### [GIVEN RECORDS]
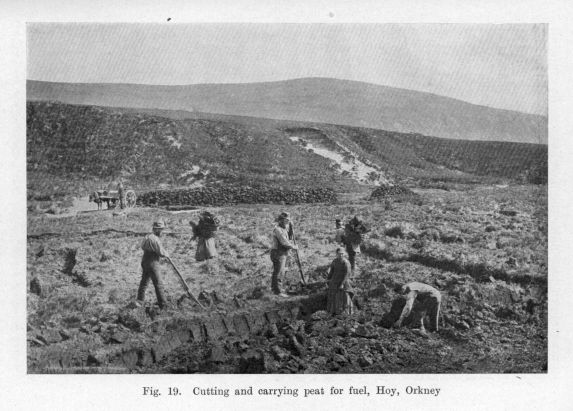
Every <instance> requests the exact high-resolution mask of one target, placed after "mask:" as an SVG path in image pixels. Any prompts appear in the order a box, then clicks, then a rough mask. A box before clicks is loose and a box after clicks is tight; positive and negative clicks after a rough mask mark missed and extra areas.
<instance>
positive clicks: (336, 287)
mask: <svg viewBox="0 0 573 411" xmlns="http://www.w3.org/2000/svg"><path fill="white" fill-rule="evenodd" d="M351 270H352V269H351V268H350V263H349V262H348V260H347V259H346V258H345V256H344V250H342V248H337V249H336V258H335V259H334V261H333V262H332V263H331V264H330V268H329V270H328V293H327V298H326V311H328V312H329V313H331V314H333V315H338V314H342V313H344V314H352V312H353V309H354V307H353V305H352V287H351V285H350V275H351V273H352V271H351Z"/></svg>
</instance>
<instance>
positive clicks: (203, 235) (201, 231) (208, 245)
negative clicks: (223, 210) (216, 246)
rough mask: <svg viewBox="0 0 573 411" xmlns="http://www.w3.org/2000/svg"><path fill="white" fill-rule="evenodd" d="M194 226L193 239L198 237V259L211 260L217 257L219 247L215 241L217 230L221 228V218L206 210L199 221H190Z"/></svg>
mask: <svg viewBox="0 0 573 411" xmlns="http://www.w3.org/2000/svg"><path fill="white" fill-rule="evenodd" d="M189 224H190V225H191V226H192V227H193V239H195V238H197V251H196V252H195V259H196V260H197V261H204V260H209V259H211V258H215V257H217V256H218V255H219V254H218V253H217V247H216V243H215V232H216V231H217V230H218V228H219V219H218V218H217V217H215V216H214V215H213V214H212V213H210V212H209V211H204V212H203V213H201V216H200V217H199V223H198V224H195V223H194V222H193V221H190V222H189Z"/></svg>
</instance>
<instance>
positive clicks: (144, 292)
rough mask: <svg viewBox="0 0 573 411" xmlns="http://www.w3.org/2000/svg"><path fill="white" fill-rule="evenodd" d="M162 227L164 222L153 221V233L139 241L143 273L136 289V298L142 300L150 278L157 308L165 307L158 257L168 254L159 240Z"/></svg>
mask: <svg viewBox="0 0 573 411" xmlns="http://www.w3.org/2000/svg"><path fill="white" fill-rule="evenodd" d="M164 229H165V223H164V222H163V221H157V222H155V223H153V234H147V235H146V236H145V238H144V239H143V242H142V243H141V249H142V250H143V258H142V259H141V268H142V270H143V275H142V276H141V282H140V283H139V289H138V290H137V299H138V300H139V301H141V302H143V300H144V298H145V289H146V288H147V284H149V280H150V279H151V281H152V282H153V286H154V287H155V295H156V296H157V303H158V304H159V308H164V307H165V295H164V292H163V280H162V278H161V271H160V267H159V259H160V258H161V257H165V258H169V254H168V253H167V251H165V249H164V248H163V246H162V245H161V241H160V240H159V237H161V233H162V232H163V230H164Z"/></svg>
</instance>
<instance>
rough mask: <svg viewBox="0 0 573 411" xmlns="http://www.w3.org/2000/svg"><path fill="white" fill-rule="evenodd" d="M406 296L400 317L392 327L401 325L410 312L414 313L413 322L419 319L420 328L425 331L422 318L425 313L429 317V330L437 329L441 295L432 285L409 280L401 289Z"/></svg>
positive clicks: (439, 314)
mask: <svg viewBox="0 0 573 411" xmlns="http://www.w3.org/2000/svg"><path fill="white" fill-rule="evenodd" d="M401 292H402V294H403V295H404V296H405V297H406V305H404V308H403V309H402V313H401V314H400V318H398V320H397V321H396V322H395V323H394V327H401V326H402V322H403V321H404V319H405V318H406V317H408V316H409V315H410V313H412V312H413V313H414V315H415V316H414V323H416V322H417V321H418V320H419V321H420V330H421V331H422V332H425V331H426V329H425V327H424V318H425V317H426V315H427V316H428V317H429V319H430V331H438V318H439V316H440V305H441V303H442V295H441V294H440V292H439V291H438V290H436V289H435V288H434V287H432V286H430V285H428V284H424V283H418V282H411V283H408V284H406V285H404V286H402V289H401Z"/></svg>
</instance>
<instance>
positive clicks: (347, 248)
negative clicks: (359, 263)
mask: <svg viewBox="0 0 573 411" xmlns="http://www.w3.org/2000/svg"><path fill="white" fill-rule="evenodd" d="M369 231H370V228H368V227H367V226H366V225H365V224H364V223H363V222H362V221H361V220H360V219H359V218H358V217H356V216H354V218H352V219H351V220H350V221H349V222H348V223H347V224H346V226H345V228H344V234H343V235H342V243H343V244H344V246H345V248H346V253H347V254H348V261H349V262H350V267H352V275H354V272H355V269H356V256H357V255H358V254H360V253H361V250H360V244H361V243H362V241H363V240H364V235H365V234H366V233H367V232H369Z"/></svg>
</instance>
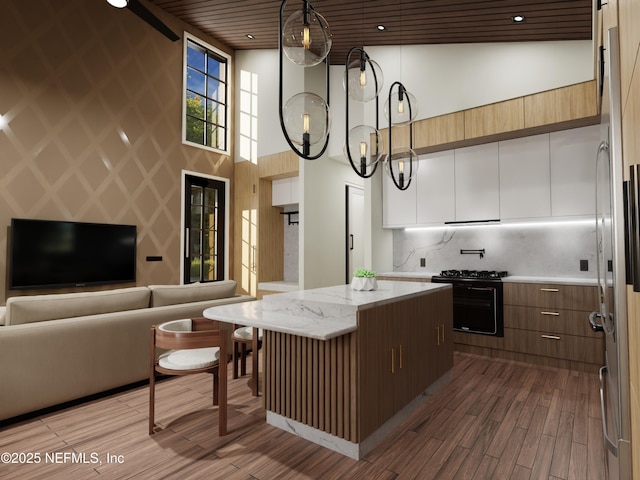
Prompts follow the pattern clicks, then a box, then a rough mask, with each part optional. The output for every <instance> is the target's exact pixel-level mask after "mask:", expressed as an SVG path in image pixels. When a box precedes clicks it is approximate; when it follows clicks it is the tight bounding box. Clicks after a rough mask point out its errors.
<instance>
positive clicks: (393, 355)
mask: <svg viewBox="0 0 640 480" xmlns="http://www.w3.org/2000/svg"><path fill="white" fill-rule="evenodd" d="M391 373H396V351H395V349H394V348H392V349H391Z"/></svg>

### [WHAT THE EXERCISE ASKS]
Print, without alteration, only the lines above between the one holding "226L193 239L198 237V259L211" and the one holding "positive clicks: (144, 292)", inclusive.

### [OUTPUT FOR THIS EXERCISE]
rough mask: <svg viewBox="0 0 573 411" xmlns="http://www.w3.org/2000/svg"><path fill="white" fill-rule="evenodd" d="M194 226L193 239L198 237V259L211 260L217 257L219 247L215 241L217 230L221 228V218L206 210L199 221H190Z"/></svg>
mask: <svg viewBox="0 0 573 411" xmlns="http://www.w3.org/2000/svg"><path fill="white" fill-rule="evenodd" d="M189 224H190V225H191V226H192V227H193V239H195V238H197V251H196V252H195V259H196V260H197V261H204V260H209V259H211V258H215V257H217V256H218V255H219V254H218V253H217V247H216V243H215V232H216V231H217V230H218V228H219V219H218V218H217V217H215V216H214V215H213V214H212V213H210V212H209V211H204V212H203V213H201V216H200V217H199V223H198V224H195V223H194V222H193V221H190V222H189Z"/></svg>
</instance>
<instance>
positive clicks: (144, 292)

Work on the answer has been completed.